**What to work on**
1. According to the article about Théodore Barbier-Williams, how many years did he attend French public schools?
2. Reproduce everything in the Théodore Barbier-Williams article from "Reincarnated American Who" down to "speaks only English.".

Reincarnated American Who Was Born and Raised in France Speaks Only English, Confounding Linguists and Family Alike
LYON, France — Théodore Barbier-Williams, 26, was born in a hospital in Lyon’s 3rd arrondissement, attended French public schools for thirteen years, and has never once left the European continent. He speaks only English.
His parents, both native French speakers with no meaningful command of the language, have been communicating with their son through a combination of hand gestures, Google Translate, and a well-worn Collins French-English dictionary since approximately 2003, when Théodore, then three, began refusing to respond to French and instead started requesting “more juice” and “the blue truck, not the red one” in what his mother described to investigators as “a very clear Midwestern accent.”
“We took him to every specialist in the region,” said his father, Marc Barbier, speaking through a translator. “The neurologists found nothing. The speech therapists were baffled. It was a priest who finally suggested that perhaps Théodore had lived before, and that his previous self was — how do you say — not finished talking.”
The case has drawn the attention of Dr. Helen Ainsworth, director of the Loughborough University Centre for Anomalous Language Acquisition, who has spent eight months studying Théodore and concluded that he exhibits what she calls “persistent anterior-life linguistic override,” a condition she acknowledged she invented specifically for this case. “He doesn’t just speak English,” Dr. Ainsworth said. “He speaks it with the specific cadence and vocabulary of someone who grew up in central Ohio in the early 1970s. He says ‘pop’ instead of ‘soda.’ He refers to highway on-ramps as ‘ramps.’ He once used the phrase ’that dog won’t hunt’ during a job interview at a boulangerie. He did not get the job.”
Théodore himself remains largely unconcerned. “I don’t know what to tell you, man,” he said during an interview conducted in English at a café near the Rhône, where he ordered a café crème by pointing at the menu. “I’ve tried to learn French. I took classes. I downloaded Duolingo. But every time I open my mouth, it just comes out like this. My grandmother thinks I’m doing it on purpose. I’m not doing it on purpose.”
His grandmother, Colette Barbier, 83, offered a different assessment. “Il le fait exprès,” she said.

**Records taken from a dataset**
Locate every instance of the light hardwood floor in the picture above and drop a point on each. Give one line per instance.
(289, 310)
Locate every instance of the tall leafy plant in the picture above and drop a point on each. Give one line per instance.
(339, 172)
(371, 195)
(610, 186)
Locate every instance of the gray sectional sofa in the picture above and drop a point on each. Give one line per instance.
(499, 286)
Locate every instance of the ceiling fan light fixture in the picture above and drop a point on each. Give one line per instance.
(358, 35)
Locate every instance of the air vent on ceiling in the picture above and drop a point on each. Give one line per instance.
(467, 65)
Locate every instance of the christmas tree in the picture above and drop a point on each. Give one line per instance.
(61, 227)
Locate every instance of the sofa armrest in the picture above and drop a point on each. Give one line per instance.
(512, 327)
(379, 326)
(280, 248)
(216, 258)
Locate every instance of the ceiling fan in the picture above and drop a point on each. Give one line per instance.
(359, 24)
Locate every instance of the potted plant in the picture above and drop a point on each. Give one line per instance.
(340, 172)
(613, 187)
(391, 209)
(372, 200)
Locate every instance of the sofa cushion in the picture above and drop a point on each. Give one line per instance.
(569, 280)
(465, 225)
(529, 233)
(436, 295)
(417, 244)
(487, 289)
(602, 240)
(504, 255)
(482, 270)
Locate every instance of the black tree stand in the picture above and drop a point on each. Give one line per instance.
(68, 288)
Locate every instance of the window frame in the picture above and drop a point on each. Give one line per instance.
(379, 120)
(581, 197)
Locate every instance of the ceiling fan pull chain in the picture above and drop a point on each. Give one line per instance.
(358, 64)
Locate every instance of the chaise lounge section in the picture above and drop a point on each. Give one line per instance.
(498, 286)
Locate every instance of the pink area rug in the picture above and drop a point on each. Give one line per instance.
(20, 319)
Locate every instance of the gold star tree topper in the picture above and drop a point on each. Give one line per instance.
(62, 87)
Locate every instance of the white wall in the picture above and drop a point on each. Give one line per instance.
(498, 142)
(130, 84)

**Solutions**
1. Thirteen years.

2.
Reincarnated American Who Was Born and Raised in France Speaks Only English, Confounding Linguists and Family Alike
LYON, France — Théodore Barbier-Williams, 26, was born in a hospital in Lyon’s 3rd arrondissement, attended French public schools for thirteen years, and has never once left the European continent. He speaks only English.